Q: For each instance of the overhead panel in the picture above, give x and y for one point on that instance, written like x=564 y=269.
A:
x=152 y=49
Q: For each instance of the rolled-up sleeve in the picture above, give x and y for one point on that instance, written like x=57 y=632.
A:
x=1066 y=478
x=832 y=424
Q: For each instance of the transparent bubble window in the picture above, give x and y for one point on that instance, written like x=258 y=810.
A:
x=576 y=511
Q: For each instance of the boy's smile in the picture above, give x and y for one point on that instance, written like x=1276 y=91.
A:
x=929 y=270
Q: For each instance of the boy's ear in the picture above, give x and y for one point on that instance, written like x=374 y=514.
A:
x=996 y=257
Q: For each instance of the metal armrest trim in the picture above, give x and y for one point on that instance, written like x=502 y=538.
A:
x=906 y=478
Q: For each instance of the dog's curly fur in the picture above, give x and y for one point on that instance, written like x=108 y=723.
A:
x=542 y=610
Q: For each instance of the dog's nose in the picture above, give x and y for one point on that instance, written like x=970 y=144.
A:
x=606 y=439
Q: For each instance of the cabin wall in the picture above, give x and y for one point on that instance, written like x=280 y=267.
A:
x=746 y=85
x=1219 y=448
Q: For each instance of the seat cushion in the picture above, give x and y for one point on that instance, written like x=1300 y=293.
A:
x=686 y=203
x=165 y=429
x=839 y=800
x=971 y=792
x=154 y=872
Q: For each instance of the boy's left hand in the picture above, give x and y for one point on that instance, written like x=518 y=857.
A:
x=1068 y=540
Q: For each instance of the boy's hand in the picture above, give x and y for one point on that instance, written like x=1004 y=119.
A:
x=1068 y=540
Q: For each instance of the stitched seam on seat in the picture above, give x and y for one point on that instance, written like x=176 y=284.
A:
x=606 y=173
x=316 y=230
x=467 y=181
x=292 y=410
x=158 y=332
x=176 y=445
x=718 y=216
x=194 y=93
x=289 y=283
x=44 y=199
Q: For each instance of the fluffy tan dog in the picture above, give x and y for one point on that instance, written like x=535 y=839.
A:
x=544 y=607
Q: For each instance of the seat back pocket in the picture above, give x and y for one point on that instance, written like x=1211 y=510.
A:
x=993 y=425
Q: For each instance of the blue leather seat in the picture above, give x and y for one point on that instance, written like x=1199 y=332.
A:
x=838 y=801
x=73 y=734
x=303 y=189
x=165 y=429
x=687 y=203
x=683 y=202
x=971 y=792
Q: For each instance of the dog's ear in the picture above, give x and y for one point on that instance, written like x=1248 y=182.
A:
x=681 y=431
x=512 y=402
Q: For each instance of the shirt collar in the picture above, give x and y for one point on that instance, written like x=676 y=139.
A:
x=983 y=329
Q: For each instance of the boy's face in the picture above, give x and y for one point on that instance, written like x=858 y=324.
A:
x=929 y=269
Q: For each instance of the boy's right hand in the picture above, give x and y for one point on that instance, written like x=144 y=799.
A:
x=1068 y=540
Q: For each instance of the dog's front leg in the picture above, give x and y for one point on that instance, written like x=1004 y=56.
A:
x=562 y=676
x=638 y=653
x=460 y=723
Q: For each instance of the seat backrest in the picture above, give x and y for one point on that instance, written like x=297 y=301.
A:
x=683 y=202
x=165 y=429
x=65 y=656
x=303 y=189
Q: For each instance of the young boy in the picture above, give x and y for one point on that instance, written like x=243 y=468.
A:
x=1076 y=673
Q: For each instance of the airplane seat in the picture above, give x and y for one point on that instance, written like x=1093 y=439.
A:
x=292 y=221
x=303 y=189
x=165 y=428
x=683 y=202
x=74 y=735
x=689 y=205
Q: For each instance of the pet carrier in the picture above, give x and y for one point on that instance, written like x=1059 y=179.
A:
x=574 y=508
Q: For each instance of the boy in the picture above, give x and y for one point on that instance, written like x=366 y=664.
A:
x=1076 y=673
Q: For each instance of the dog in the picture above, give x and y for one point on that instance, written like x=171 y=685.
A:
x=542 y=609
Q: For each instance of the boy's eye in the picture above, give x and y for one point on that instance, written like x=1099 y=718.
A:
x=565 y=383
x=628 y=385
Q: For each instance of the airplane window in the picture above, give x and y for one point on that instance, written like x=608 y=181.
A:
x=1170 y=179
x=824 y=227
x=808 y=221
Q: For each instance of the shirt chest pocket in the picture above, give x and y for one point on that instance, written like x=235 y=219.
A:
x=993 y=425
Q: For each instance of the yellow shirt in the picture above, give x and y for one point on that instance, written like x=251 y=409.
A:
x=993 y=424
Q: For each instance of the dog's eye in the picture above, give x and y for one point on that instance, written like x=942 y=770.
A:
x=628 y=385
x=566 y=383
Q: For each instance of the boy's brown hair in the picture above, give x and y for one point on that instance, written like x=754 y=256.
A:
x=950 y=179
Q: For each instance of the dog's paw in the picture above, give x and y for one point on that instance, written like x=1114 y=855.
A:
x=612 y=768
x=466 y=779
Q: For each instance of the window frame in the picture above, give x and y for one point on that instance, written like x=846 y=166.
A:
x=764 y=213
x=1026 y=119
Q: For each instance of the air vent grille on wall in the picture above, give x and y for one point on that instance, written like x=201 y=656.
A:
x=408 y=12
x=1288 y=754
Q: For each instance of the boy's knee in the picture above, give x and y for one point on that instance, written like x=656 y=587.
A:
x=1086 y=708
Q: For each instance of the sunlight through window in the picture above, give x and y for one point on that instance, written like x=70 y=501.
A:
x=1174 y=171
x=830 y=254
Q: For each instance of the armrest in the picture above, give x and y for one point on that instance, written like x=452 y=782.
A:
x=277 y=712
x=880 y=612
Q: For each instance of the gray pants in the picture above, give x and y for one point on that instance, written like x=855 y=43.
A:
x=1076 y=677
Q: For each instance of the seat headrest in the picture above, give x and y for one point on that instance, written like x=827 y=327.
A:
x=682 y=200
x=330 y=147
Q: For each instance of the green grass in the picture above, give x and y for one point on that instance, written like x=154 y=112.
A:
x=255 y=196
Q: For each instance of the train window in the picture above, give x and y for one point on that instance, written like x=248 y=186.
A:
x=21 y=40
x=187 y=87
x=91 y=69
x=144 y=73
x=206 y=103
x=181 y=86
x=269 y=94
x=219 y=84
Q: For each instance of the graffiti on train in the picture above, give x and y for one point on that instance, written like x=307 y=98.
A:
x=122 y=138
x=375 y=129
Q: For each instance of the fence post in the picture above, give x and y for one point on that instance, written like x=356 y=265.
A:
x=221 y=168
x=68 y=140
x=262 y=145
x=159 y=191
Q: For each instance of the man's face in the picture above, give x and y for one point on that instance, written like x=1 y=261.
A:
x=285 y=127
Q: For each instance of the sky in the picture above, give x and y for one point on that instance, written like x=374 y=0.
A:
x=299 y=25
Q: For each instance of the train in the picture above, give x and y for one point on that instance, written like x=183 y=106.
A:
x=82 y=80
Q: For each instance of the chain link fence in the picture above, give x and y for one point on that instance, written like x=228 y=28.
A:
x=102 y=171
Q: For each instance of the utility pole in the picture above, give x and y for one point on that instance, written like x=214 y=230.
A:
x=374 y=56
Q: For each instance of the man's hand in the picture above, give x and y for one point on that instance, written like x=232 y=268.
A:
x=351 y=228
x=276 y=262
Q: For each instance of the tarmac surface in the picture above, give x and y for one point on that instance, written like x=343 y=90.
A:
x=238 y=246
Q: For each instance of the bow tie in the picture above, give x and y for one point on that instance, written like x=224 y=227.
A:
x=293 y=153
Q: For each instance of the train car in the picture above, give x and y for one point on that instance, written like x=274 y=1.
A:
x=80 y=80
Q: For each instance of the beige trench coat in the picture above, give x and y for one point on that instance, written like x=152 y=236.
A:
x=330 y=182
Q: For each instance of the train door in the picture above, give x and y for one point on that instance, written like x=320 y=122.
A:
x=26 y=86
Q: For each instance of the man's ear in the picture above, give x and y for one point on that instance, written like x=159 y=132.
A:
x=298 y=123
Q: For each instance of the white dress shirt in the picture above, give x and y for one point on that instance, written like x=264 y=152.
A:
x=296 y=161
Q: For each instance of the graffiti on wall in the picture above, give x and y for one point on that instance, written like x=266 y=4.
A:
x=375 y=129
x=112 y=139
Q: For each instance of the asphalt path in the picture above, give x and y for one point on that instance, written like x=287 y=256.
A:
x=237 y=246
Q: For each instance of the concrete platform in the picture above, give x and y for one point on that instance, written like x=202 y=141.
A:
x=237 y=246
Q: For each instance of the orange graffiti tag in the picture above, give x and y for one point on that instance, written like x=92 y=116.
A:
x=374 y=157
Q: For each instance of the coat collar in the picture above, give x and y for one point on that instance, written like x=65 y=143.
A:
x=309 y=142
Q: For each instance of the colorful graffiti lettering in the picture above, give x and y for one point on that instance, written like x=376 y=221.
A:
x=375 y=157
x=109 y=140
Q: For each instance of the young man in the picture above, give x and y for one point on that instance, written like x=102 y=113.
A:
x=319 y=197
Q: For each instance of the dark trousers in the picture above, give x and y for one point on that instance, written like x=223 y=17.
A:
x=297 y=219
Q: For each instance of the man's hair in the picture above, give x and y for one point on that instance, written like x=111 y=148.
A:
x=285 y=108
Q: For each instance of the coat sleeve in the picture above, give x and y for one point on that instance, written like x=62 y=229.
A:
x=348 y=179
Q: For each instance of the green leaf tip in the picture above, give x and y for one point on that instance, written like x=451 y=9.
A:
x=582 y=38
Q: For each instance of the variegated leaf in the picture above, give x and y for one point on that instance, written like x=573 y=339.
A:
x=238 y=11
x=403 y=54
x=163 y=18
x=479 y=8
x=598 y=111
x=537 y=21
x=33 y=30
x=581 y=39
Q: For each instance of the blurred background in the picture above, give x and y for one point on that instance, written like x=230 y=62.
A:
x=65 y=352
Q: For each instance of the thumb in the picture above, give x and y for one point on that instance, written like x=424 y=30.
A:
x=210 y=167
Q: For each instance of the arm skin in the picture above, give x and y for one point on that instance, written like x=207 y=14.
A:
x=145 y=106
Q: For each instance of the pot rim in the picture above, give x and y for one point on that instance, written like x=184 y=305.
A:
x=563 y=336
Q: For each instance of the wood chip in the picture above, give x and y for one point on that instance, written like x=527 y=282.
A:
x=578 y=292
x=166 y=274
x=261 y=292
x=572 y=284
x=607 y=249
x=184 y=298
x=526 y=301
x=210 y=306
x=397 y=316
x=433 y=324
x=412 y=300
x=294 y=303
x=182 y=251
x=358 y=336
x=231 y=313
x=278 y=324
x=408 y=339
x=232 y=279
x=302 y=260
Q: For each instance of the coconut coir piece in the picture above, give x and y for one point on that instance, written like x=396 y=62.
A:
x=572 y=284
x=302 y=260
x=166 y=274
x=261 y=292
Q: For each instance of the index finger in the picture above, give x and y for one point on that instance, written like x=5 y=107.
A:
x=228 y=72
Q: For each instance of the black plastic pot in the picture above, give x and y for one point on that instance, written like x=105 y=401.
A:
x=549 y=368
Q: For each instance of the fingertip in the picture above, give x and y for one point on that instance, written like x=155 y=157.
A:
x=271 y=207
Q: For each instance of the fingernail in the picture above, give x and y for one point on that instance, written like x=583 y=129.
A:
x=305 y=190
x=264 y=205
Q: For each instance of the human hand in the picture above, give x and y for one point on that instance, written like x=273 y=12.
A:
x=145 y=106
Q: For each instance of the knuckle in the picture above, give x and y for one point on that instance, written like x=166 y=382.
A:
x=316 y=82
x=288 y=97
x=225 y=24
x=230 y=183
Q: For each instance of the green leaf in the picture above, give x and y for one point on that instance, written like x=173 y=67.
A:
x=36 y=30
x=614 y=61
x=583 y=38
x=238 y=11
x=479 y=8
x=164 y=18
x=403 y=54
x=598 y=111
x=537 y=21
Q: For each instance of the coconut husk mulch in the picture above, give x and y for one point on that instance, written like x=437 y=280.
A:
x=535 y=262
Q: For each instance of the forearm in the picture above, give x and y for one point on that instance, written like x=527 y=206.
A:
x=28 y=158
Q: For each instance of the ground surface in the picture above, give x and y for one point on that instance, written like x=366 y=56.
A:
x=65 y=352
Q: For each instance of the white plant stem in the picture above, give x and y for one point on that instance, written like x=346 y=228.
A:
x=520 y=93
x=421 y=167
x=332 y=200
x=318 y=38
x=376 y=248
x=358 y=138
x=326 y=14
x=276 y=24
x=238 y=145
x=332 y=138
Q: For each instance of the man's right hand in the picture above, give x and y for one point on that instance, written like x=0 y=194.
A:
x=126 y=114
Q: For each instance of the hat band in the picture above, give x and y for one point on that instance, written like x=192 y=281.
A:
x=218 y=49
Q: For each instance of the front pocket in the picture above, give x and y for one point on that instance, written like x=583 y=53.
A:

TASK TO COMPLETE: Only the lines holding the word "collar" belong in the answer; copy them from the listing above.

RESULT OF THIS EXERCISE:
Q: For each instance of the shirt collar in the picture above, give x and y for one point on that instance, written like x=676 y=139.
Q: For each instance of the coat collar in the picture above, give x and y for one point on that instance, written like x=65 y=143.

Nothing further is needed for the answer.